- **EXCERPT PROVIDED**
++++++
Until a couple of weeks ago, the American electorate faced a choice between a presidential candidate probably suffering from early dementia and one afflicted by advanced narcissism. Should the finger hovering over the nuclear button belong to a senile Commander-in-Chief or a megalomaniac one?
Both men have been touched by death, but both have been in denial about it. Old age is death’s way of creeping up on you discreetly, diplomatically, getting to know you bit by bit rather than confronting you eyeball to eyeball, but Joe Biden refused to acknowledge this fact. He seemed not to recognise that breaking into a pathetic little trot every time he spotted a camera isn’t the same as being fit for office. Instead, we were treated to the indecent spectacle of an elderly man clinging to power with his fingernails until his colleagues intimated that they would break his fingers if he refused to let go. At least Shakespeare’s Lear knew when to call it a day. Like money, power is a substitute for mortality. It insulates you against incapacity, which is why Elton John once asked an assistant to stop the wind from blowing.
Trump has also had his encounter with death, which may still break upon him like a divine epiphany and pierce him to his core. As they say in Ireland, however, one wouldn’t bet the farm on it. The bleeding from his ear wasn’t staged, though as Agatha Christie was aware, to nick yourself in the ear lobe is the best way of feigning an attack, since you bleed profusely but from a part of the body that doesn’t have much of a function. As far as bringing Trump any spiritual insight, however, the incident might as well have been faked. The former President shows all the hubris of a man who is a stranger to death, and who is therefore deeply dangerous. Only by being mindful of one’s own mortality can one feel solidarity with the frailty of those around you, and thus protect them from the aggression of others and oneself.
++++++
Dataset entries
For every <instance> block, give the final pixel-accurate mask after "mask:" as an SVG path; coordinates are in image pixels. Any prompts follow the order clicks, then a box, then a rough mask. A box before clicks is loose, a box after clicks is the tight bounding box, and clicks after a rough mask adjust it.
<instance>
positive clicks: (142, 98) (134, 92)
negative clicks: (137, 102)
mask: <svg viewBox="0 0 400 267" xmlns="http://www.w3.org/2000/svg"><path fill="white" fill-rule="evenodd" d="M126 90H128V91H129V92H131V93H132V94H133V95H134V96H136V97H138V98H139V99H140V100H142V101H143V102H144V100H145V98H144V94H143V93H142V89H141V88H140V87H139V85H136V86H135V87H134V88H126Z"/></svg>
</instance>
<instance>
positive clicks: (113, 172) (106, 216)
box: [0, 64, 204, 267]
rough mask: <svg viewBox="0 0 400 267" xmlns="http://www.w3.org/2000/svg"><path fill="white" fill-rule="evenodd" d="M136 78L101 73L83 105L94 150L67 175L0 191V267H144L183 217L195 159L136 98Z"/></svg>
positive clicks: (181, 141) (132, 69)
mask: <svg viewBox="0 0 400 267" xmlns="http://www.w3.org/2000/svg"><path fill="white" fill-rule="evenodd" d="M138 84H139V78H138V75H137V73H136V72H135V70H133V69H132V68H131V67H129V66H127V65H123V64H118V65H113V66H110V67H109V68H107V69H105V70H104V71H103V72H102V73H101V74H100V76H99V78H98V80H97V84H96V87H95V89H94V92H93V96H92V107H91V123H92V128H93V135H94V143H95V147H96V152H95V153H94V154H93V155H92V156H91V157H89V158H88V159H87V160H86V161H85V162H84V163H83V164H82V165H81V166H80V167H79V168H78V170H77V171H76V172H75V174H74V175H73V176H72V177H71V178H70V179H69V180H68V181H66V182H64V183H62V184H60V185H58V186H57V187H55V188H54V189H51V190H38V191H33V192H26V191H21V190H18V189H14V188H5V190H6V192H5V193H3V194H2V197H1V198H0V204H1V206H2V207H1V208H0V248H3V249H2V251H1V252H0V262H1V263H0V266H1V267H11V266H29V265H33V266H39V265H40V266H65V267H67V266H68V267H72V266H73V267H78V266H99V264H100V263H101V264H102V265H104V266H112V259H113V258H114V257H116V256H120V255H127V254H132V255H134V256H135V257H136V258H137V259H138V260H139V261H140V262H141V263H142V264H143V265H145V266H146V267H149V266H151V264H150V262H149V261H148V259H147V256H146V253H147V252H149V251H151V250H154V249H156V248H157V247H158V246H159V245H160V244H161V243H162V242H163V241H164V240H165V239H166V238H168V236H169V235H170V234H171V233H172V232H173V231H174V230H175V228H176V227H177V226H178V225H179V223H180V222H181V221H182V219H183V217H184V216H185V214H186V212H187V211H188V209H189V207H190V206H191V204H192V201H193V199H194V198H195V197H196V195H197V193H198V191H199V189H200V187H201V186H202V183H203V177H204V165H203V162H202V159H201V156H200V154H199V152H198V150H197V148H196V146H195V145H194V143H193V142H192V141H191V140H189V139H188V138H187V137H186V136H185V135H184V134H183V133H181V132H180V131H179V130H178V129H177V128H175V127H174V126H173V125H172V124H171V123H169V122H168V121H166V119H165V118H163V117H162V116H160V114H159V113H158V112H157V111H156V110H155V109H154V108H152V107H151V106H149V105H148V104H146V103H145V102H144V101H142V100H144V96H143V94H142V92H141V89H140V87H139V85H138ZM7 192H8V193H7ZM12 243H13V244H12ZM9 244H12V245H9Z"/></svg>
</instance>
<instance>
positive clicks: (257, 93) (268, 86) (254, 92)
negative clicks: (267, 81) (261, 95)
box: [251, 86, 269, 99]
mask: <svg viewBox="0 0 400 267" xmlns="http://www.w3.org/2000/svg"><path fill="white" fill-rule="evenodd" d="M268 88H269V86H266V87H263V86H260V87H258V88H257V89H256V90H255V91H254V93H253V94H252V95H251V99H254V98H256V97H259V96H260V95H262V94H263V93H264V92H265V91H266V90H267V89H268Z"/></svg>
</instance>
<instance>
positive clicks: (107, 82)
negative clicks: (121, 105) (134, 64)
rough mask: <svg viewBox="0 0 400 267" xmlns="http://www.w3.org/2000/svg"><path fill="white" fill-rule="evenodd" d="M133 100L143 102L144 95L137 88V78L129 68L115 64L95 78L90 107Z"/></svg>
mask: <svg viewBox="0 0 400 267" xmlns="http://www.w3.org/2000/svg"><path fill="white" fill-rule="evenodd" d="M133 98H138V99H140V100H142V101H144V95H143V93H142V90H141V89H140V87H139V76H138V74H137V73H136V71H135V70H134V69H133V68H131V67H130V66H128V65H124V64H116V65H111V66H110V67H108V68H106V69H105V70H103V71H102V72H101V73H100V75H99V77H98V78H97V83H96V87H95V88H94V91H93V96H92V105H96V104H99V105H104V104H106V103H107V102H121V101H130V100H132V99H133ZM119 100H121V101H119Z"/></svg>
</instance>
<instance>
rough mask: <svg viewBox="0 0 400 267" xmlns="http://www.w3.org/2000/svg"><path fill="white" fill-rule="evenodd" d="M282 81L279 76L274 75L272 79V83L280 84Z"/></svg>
++++++
- **WHAT YOU WILL DO**
Could you repeat the passage of the essay on Biden, Trump and mortality starting at "Both men have" and ending at "wind from blowing."?

- **ANSWER**
Both men have been touched by death, but both have been in denial about it. Old age is death’s way of creeping up on you discreetly, diplomatically, getting to know you bit by bit rather than confronting you eyeball to eyeball, but Joe Biden refused to acknowledge this fact. He seemed not to recognise that breaking into a pathetic little trot every time he spotted a camera isn’t the same as being fit for office. Instead, we were treated to the indecent spectacle of an elderly man clinging to power with his fingernails until his colleagues intimated that they would break his fingers if he refused to let go. At least Shakespeare’s Lear knew when to call it a day. Like money, power is a substitute for mortality. It insulates you against incapacity, which is why Elton John once asked an assistant to stop the wind from blowing.